**Text extract**
::::::::::

Here’s the short answer. Yes, many of the borrower criteria outlined in the HUD handbooks have exceptions and allowances. I’ve offered a few examples below. On the other hand, there are cases where lenders impose even stricter requirements than those established by HUD.

Little Known Exceptions to FHA Loan Requirements

Most borrowers seeking an FHA loan realize that the program has certain rules and requirements. All mortgage programs have basic guidelines and criteria, and this one is no different.

But what many borrowers don’t realize is that there are exceptions to many of the FHA requirements. That’s why I’ve labeled this section “little known” exceptions. Mortgage lenders are intimately familiar with these workarounds. But the average borrower doesn’t know about them — and may not even know about the requirement itself, for which there is an exception.

We will look at some examples of FHA rule exceptions in a moment. But first, I want to start with a couple of terms and definitions for readers who aren’t familiar with the subject.

Definition: FHA loans are government-insured mortgages that can be used to purchase a home. The loan itself is generated by a lender in the private sector, like any other type of mortgage. But the loan is insured by the federal government, under the management of the Federal Housing Administration (FHA). This insurance protects the lender from losses that might occur if the borrower fails to repay the loan.

::::::::::

**Excerpted data**
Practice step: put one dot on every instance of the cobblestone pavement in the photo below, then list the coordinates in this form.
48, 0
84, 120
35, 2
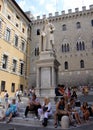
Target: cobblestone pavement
84, 126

::::::::::

**Task set**
• 1. Report every line of the records that contains the string "pavement", with case counting.
• 2. Continue the text on exceptions to FHA loan requirements from the point where it stops.

**Responses per task**
• 1.
Practice step: put one dot on every instance of the cobblestone pavement in the photo below, then list the coordinates in this form.
Target: cobblestone pavement

• 2.
Requirements: The FHA program is managed by the Department of Housing and Urban Development (HUD). It is HUD that establishes and disseminates the minimum requirements for the program, as well as any exceptions that may exist for those requirements. Most of the guidelines and exceptions mentioned in this article can be found in HUD Handbook 4155.1, which is entitled “Mortgage Credit Analysis for Mortgage Insurance on One- to Four-Unit Mortgage Loans.”

A Few Prominent Examples

If you start perusing the HUD handbook that pertains to FHA loans, you’ll soon realize there are many requirements for these loans, as well as for the borrowers who use them. But there are also plenty of exceptions to those requirements. Here are some prominent examples:

  • Chapter 4, Section ‘F’ of the aforementioned HUD handbook explains the debt-to-income ratio limits for borrowers who use government-backed loans. It says borrowers are limited to a front-end (housing) ratio of 31%, and a back-end (total) DTI ratio of 43%. But there is an exception to this FHA requirement. The handbook goes on to state that ratios above these cutoff points may be acceptable if the lender can find and document “significant compensating factors,” such as significant cash reserves.
  • HUD generally requires borrowers to wait at least two years after a Chapter 7 bankruptcy before they are eligible for an FHA loan. But there’s an exception to this requirement, as well. If the borrower can show extenuating circumstances that led to the bankruptcy, and can demonstrate that he/she has used credit responsibly outside of this isolate event, the two-year requirement may be waived.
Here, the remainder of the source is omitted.